- [実施課題]
**1)** 資本主義の終焉論を扱う文章のうち、「マルクスの研究者としての偉大」から「これが有名な「否定の否定」の命題である。」までを一字一句変えずに書き写してください。
**2)** 資本主義の終焉論を扱う文章を、最後の一文に続けて書き進めてください。

衰弱する資本主義⑮(最終回):未来へ(3)

濱田 康行

MaYcaL/iStock

私的所有と株式会社

終焉論の元祖はマルクスだ。彼の時代は、第1楽章で、資本主義は幼年から青年に成長していた。当時の多くの政治家と経済学者が、封建主義を打ち倒し新たな時代を拓く希望として資本主義を賞賛し、その永遠性を語っていた。

マルクスの研究者としての偉大さは、哲学、歴史学をはじめとする社会科学の広大な知識を土台に、勃興した資本主義の状況を観察して資本主義の内在的法則に行きついたことだ。結論はこうだ。資本主義は繁栄し、人類にそれなりの貢献をするが、永続性はない。資本主義は自分の足で立てなくなる。自らに内在する法則によって崩れていく。

有名な一節をここに引用しておこう。

資本主義的生産様式から生まれる資本主義的取得様式は、それゆえ資本主義的な私的所有は、自分の労働にもとづく個人的な私的所有の最初の否定である。しかし、資本主義的生産は、自然過程の必然性をもってそれ自身の否定を生み出す。これは否定の否定である。この否定は、私的所有を再建するわけではないが、しかし資本主義時代の成果-すなわち、協業と、土地の共同占有ならびに労働そのものによって生産された生産手段の共同占有-を基礎とする個人的所有を再建する。(『資本論』、第1巻(第4分冊)、新日本出版、2020年、p.1332)

資本主義的生産は私的所有の土台の上に展開する。都市では小生産者・手工業、農村では小農を打ち倒して大規模所有のもとで資本主義が展開する(第1の否定)。それが、再び否定される。これが有名な「否定の否定」の命題である。

Die Stunde des Kapitalistichen Privateigentuns schlägt.

Stundeは時を表す名詞だが、時を告げる鐘の意味もあり、ここでは葬式で鳴らす鐘である。schlägtは動詞schlägenの単数形で、打ち鳴らすの意味だ。そこで一文の訳は、「資本主義的私的所有の終焉を告げる鐘が鳴る」となった。

もちろん反論もある。その代表格はかのシュムペーターだ。同じ一文を引用して次のように言う。

資本主義が発展すると資本主義社会の制度が崩壊する、資本主義社会を脱却する、という必然的崩壊説である。これは無理な推論が深遠なビジョンと結びついて結論が救われると言う最後の例と言える。(Schumpeter Joseph 、『Capitalism, Socialism and Democracy』、Harvard、1942年(=大野一訳『資本主義、社会主義、民主主義』(1, 2),日経BP、2016年、p.133))

さらに上の引用のすぐ前では、マルクスの言う最後の危機の原因が恐慌の原因となることは、追加の仮定をかなり加えない限り、ありえないと主張している。

「マルクスは預言者だった」(同上書、p.64)。

写真内の物体指示レコード

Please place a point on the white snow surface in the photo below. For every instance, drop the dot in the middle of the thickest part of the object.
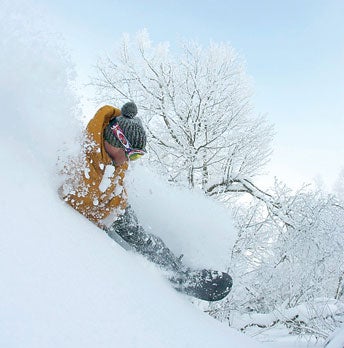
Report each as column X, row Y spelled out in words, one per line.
column 64, row 282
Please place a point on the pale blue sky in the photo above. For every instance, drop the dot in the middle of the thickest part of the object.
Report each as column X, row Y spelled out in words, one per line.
column 294, row 52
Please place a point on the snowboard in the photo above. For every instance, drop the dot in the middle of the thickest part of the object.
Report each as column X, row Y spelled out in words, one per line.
column 207, row 285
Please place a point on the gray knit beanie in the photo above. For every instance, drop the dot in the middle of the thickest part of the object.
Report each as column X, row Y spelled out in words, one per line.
column 132, row 128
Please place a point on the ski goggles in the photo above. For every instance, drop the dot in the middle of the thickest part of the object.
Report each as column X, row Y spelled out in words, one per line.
column 132, row 154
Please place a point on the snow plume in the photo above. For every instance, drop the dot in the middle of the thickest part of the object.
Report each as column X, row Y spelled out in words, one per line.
column 37, row 102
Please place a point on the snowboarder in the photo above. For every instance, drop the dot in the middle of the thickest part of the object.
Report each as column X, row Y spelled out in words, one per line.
column 113, row 138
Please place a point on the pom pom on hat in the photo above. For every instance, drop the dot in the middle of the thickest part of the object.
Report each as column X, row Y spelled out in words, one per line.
column 129, row 110
column 132, row 128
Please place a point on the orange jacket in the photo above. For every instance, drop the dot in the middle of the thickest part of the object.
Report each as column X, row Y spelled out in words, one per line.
column 99, row 194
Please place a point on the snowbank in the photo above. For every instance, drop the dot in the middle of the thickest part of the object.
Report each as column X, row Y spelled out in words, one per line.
column 64, row 283
column 190, row 224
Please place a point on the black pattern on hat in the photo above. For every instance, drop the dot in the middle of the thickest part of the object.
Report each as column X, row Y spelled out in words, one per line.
column 131, row 126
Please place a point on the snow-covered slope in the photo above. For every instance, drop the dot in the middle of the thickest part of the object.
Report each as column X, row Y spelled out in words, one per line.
column 64, row 283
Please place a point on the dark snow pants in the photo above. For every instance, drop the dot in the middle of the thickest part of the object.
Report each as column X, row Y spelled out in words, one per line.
column 146, row 244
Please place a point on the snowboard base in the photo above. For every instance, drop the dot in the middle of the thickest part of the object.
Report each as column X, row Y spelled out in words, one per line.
column 207, row 285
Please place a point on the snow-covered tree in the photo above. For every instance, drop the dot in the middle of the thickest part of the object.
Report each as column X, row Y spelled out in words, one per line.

- [課題の解答]
**1)**
マルクスの研究者としての偉大さは、哲学、歴史学をはじめとする社会科学の広大な知識を土台に、勃興した資本主義の状況を観察して資本主義の内在的法則に行きついたことだ。結論はこうだ。資本主義は繁栄し、人類にそれなりの貢献をするが、永続性はない。資本主義は自分の足で立てなくなる。自らに内在する法則によって崩れていく。

有名な一節をここに引用しておこう。

資本主義的生産様式から生まれる資本主義的取得様式は、それゆえ資本主義的な私的所有は、自分の労働にもとづく個人的な私的所有の最初の否定である。しかし、資本主義的生産は、自然過程の必然性をもってそれ自身の否定を生み出す。これは否定の否定である。この否定は、私的所有を再建するわけではないが、しかし資本主義時代の成果-すなわち、協業と、土地の共同占有ならびに労働そのものによって生産された生産手段の共同占有-を基礎とする個人的所有を再建する。(『資本論』、第1巻(第4分冊)、新日本出版、2020年、p.1332)

資本主義的生産は私的所有の土台の上に展開する。都市では小生産者・手工業、農村では小農を打ち倒して大規模所有のもとで資本主義が展開する(第1の否定)。それが、再び否定される。これが有名な「否定の否定」の命題である。

**2)**
熊野純彦は700ページを超える大著の中で、引用部分について「彼はむしろ詩人に立ち返っているようだ」(熊野純彦、『マルクス 資本論の思考』せりか書房、2013年、p.274)と述べている。そういえば、弔鐘の一節は経済学の著作というよりは詩人の作品のようでもある。

詩人の書いたような一文を解釈するというのは訓詁学そのものだが、水野和夫をはじめ多くの「終焉論」の究極の論拠がここにある。以下、私なりの解釈をのべておきたい。

解釈には広い、狭いの二とおりある。まず広い解釈。

小生産者が一般的な存在なのは資本主義以前である。つまり封建時代である。この解釈によれば、資本主義が封建主義を否定することになる。つまり体制の移行である。広い解釈と呼ぶ所以である。そうなると第二の否定の解釈も必然的に資本主義から次の社会への移行を示すことになる。弔鐘が鳴っているのは資本主義ということになる。私たちの周辺で流行している終焉論はこの解釈に乗っているようにみえる。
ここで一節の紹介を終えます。